__DOCUMENT EXCERPT__:
And if you missed the show, so did I. I heard it was great. If you find a copy of it, send it to me.
She's SUCH an inspiration.


People really do forget that Dad died. They wonder why I am not exactly myself.

At times, even I wonder why I am not exactly myself. I don't want to blame it on my Dad's death. Its just hard. Hard because I miss him. Hard because what I struggle with now is knowing that he will never be at another dance recital. Baby dedication. Christmas morning. Never will we share another meal, another trip, another hug, another... anything. That's where I am at. 2 ...almost 3 months later. But that's all about me. When I think of him. Of heaven. Of the Lord. I am so blown away with how much HE loves us.

I am able to cry more now. The shock is wearing off. And I have RAW hurt.

My little ones are dealing with it too. In their own way. Like only a 3 and 5 year old can. By making it their reality. I overhear the girls playing dollies together. Inevitably, one of the dolls dies. Or gets really sick. Or goes to heaven.



My back deck is like my counselor. Gardening is such a healing way to overcome sadness. Life. It's growing out there. I go out every morning and water and they flourish. And I think about Dad.


Carlisle loves fruit. She calls it 'Sports Candy'. She and Brian made up that name. I don't know what the significance of the name is, but it makes me happy. They all are good eaters. Some better than others. Carlisle leads the pack in making healthy decisions. And apple was her choice a few Sunday nights ago. After she finished eating, she said, 'Um, Mommy. My tooth hurts.' It just so happened that Brian and I were both there. Brushing teeth, getting jammies on, reading books. (So glad he didn't miss out on this.) We both knew. We looked closer. Sure enough. Loose. Really loose. She looked REALLY super 100% nervous about the whole scenario.

After books, she got in the bed and prayed. She asked that God would let her lose it 'tomorrow'. And that 'it would happen at home.'

I knew He'd do it for her. God loves the prayers of his children.

__EXERCISE 1__:
In the blog post, what name does Carlisle use for fruit?
__EXERCISE 2__:
Continue the blog post about a father's death and a loose tooth, starting after its final sentence.
The records have nothing to do with the blog post.

__DATASET ENTRIES__:

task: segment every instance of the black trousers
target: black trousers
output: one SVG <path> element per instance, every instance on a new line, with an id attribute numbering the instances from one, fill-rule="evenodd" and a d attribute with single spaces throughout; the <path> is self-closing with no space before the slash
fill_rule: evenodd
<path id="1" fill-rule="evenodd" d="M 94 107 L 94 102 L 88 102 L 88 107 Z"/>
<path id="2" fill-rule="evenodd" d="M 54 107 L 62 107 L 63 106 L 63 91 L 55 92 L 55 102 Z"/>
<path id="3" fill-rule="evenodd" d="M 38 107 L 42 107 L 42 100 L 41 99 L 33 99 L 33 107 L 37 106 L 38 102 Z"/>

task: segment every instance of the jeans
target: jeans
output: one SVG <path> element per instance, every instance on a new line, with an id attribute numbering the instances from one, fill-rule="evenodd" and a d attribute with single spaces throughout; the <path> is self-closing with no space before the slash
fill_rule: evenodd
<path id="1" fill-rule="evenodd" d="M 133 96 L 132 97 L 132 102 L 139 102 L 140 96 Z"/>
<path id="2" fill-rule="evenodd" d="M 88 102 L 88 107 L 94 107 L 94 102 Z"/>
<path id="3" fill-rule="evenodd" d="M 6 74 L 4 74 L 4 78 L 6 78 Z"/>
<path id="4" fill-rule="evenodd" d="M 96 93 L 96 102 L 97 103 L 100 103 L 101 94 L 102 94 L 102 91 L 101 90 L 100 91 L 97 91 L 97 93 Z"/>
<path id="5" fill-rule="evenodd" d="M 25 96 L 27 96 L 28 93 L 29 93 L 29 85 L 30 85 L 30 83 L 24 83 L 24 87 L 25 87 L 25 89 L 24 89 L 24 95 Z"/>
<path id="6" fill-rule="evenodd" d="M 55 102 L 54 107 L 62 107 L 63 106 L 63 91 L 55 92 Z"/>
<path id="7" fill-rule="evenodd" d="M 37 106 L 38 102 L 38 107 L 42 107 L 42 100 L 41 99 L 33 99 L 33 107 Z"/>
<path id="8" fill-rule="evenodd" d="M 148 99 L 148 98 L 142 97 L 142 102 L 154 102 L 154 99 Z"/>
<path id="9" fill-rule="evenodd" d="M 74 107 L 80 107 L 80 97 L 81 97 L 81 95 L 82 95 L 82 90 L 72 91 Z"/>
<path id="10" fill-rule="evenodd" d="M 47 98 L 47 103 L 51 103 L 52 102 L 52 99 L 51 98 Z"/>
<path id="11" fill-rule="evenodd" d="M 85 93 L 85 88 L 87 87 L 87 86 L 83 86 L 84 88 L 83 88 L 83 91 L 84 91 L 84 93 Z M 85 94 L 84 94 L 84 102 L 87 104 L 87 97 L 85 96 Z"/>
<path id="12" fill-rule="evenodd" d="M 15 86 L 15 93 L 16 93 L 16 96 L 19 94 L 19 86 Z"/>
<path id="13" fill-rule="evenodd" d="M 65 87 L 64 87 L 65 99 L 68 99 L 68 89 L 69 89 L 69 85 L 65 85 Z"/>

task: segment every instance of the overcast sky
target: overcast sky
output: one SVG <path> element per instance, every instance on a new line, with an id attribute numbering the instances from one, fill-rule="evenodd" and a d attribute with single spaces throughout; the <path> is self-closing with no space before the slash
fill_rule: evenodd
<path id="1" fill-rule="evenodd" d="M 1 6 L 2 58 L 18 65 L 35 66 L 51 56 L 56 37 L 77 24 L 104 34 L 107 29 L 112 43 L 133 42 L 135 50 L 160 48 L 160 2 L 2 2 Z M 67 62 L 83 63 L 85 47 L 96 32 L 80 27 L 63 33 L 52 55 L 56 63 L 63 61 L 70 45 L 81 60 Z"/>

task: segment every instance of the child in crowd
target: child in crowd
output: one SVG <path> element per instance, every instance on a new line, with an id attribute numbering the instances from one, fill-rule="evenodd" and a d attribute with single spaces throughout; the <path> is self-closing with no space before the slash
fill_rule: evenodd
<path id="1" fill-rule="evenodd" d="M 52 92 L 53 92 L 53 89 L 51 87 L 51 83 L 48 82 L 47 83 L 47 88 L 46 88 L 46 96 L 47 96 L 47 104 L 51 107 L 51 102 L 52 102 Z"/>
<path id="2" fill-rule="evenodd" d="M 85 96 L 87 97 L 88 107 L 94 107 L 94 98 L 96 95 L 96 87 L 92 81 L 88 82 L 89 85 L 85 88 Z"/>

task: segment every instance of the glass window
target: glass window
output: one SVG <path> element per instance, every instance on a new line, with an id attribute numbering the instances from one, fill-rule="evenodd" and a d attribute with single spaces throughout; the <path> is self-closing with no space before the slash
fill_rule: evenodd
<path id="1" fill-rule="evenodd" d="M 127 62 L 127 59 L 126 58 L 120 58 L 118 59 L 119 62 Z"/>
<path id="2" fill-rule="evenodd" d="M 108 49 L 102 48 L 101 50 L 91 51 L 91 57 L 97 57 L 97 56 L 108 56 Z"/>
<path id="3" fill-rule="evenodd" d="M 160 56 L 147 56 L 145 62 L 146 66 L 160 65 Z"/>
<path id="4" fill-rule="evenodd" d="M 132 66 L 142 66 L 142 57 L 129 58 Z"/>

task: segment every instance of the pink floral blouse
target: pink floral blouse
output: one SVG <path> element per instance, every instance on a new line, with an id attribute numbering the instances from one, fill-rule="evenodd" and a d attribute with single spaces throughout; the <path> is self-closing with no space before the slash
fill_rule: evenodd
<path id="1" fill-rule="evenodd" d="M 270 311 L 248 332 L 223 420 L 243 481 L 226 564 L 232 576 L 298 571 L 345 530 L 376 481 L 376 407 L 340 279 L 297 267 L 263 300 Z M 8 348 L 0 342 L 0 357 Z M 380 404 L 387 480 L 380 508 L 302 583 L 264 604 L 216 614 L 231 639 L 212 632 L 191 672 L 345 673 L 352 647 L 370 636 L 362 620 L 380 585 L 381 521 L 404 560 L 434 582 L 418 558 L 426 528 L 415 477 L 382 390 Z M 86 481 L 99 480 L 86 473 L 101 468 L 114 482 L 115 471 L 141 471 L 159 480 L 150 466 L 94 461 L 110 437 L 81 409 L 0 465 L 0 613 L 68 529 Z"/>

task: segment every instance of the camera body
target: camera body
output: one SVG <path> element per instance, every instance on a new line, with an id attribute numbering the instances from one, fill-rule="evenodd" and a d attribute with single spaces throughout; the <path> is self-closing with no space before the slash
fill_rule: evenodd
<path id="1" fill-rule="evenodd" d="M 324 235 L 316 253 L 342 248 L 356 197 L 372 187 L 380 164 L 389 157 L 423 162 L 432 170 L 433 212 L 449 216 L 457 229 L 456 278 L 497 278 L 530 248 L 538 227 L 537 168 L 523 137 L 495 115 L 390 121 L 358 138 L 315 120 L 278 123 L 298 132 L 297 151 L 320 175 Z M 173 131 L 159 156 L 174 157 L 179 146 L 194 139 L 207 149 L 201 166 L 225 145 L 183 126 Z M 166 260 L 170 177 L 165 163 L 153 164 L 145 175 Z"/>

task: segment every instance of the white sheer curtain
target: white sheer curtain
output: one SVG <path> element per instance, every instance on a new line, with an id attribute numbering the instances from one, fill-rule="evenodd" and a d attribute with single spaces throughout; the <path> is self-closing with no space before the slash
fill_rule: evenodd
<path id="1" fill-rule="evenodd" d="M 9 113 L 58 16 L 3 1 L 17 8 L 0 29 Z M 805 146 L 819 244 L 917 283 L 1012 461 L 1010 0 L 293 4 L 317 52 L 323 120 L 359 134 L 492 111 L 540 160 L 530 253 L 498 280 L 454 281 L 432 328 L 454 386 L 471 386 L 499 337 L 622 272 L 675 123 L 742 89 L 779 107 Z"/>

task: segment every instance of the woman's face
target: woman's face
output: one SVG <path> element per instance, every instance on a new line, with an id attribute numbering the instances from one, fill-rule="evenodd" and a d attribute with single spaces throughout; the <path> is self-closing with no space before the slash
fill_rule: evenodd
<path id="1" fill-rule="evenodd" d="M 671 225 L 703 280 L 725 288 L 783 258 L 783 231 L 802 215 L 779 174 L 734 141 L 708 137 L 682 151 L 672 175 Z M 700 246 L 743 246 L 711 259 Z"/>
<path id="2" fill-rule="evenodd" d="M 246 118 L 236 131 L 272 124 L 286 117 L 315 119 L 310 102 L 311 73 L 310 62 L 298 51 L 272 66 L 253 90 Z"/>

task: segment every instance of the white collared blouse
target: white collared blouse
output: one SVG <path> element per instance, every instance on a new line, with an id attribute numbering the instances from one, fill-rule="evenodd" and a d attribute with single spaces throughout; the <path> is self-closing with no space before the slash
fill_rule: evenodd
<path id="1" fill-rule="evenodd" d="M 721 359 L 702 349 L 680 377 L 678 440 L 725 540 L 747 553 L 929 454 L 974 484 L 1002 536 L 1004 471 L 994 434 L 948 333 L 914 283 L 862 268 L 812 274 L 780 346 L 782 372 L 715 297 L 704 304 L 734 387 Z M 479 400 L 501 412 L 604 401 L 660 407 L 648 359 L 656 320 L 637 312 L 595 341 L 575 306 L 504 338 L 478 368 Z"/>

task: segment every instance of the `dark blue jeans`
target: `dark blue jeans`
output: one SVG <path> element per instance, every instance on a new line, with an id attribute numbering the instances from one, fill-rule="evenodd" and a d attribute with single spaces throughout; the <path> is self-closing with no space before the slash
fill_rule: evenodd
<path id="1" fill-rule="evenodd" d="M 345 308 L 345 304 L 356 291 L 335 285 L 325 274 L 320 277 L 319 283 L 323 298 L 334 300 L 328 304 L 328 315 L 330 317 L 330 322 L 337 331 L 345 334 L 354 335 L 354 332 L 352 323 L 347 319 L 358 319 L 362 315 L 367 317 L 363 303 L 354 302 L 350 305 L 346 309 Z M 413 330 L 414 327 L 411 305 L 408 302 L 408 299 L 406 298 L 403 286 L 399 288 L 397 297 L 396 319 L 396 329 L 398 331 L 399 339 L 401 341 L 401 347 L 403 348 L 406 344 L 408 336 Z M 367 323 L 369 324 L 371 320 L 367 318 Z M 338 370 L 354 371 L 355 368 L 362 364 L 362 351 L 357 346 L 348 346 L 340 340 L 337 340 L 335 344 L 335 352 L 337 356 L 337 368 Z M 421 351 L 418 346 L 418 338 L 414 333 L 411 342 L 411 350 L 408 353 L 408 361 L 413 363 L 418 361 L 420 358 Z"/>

__RESPONSE AREA 1__:
She calls it "Sports Candy."

__RESPONSE AREA 2__:
So the next afternoon, I was walking out the door to the gym, taking a class. I don't know if she was wiggling it. Eating something. Or if it literally just fell out. But she said, 'My tooth just fell out!' All prayers answered. She's happy. And I am still everyday more amazed at the way the Lord is interested in the little things. The tiny things. The God who made a zillion types of birds and bugs and knows the number of hairs on my head, is also the God who heard Carlisle's request and by His grace, decided to answer it, just as she wanted. Of course, we also told her that God can decide for you to loose that tooth wherever and whenever He wants you to. She nodded in agreement.

We joke and tell her that now she has 19 teeth.

My purple therapist. This guy makes me happy.


3 comments:

proudpatriot07 said...

That's such an awesome idea about the videos for the car rides :). I always read yours and Vic's blogs and think when I have kids I should do these things, haha.

Love that you were on Inside Edition with Bree! I missed it that night, because I had something else going on and I really don't remember what, but I'm sure the clip is online somewhere. Hope so, because I'd love to see.

Hope Vivian's tooth will be okay.

Amy Lauren

Edna said...

I haven't forgotten. Not a single day... not one, has gone by where I have forgotten. Just so you know.
<3

Julie and Luke said...

Jennie, I don't know if you can see who is in the picture above but that is Rheba. Aka Edna. She is SUCH a good friend. And no, she doesn't forget. She is the best at remembering.